Everything from the line containing "Expected: for every instance of the front" through the final line of the records must be transcribed verbatim; nothing else belongs in the result.

* Data for processing *
<<<<

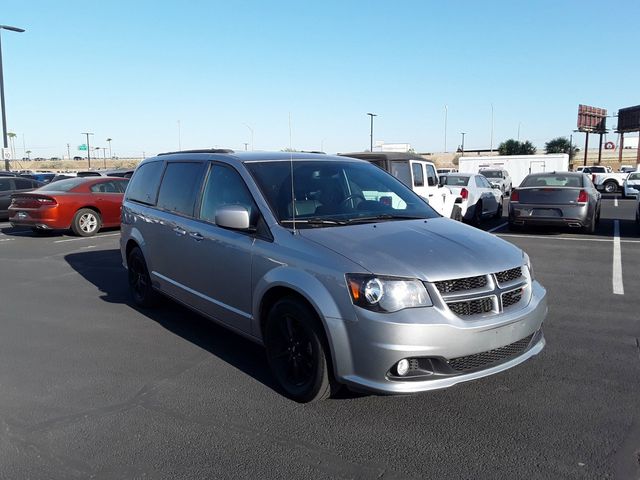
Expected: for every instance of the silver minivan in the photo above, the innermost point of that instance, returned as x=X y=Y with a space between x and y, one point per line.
x=345 y=275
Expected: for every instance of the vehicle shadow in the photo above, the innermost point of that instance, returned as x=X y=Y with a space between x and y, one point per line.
x=104 y=270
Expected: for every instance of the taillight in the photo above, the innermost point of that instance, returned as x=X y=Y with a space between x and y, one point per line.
x=583 y=197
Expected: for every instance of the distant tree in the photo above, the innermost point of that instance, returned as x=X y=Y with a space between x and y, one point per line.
x=509 y=147
x=561 y=145
x=514 y=147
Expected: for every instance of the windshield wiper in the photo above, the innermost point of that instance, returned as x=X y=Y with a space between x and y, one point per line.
x=384 y=216
x=315 y=222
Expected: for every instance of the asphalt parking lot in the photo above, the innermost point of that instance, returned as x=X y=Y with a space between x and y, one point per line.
x=90 y=386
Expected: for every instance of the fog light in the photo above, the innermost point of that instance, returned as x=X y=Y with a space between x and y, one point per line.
x=402 y=367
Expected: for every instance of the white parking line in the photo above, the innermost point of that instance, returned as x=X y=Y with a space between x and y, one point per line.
x=86 y=238
x=498 y=227
x=618 y=287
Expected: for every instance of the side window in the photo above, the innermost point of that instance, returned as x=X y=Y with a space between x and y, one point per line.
x=23 y=184
x=180 y=186
x=431 y=176
x=143 y=187
x=418 y=175
x=225 y=186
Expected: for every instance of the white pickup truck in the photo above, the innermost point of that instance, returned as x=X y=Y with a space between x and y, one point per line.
x=418 y=174
x=605 y=179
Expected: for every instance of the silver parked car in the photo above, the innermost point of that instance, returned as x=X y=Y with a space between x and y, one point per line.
x=566 y=199
x=345 y=275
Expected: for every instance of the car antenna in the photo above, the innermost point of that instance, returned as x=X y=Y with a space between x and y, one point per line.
x=293 y=193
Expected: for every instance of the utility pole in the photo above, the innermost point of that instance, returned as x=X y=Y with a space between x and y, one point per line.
x=88 y=148
x=371 y=115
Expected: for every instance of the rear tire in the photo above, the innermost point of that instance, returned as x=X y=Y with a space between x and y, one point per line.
x=296 y=351
x=86 y=222
x=140 y=286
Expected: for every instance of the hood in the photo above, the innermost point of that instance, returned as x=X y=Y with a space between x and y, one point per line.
x=432 y=250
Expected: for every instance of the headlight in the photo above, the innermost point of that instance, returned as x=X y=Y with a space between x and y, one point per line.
x=527 y=262
x=387 y=294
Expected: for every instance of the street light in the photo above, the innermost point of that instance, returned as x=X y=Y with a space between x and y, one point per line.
x=4 y=114
x=88 y=147
x=371 y=115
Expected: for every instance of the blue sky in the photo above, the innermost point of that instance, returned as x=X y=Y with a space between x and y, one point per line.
x=131 y=70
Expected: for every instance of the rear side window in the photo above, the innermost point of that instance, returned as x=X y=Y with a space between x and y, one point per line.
x=143 y=187
x=418 y=175
x=180 y=186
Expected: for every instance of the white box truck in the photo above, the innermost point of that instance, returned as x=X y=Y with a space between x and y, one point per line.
x=518 y=166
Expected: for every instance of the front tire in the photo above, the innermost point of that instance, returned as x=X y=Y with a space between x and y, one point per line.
x=296 y=352
x=86 y=222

>>>>

* Response to this exercise *
Expected: for every instance of the front tire in the photo above, the innermost point of that instance, returned as x=X y=Y with a space between x and y, one point per line.
x=296 y=352
x=86 y=222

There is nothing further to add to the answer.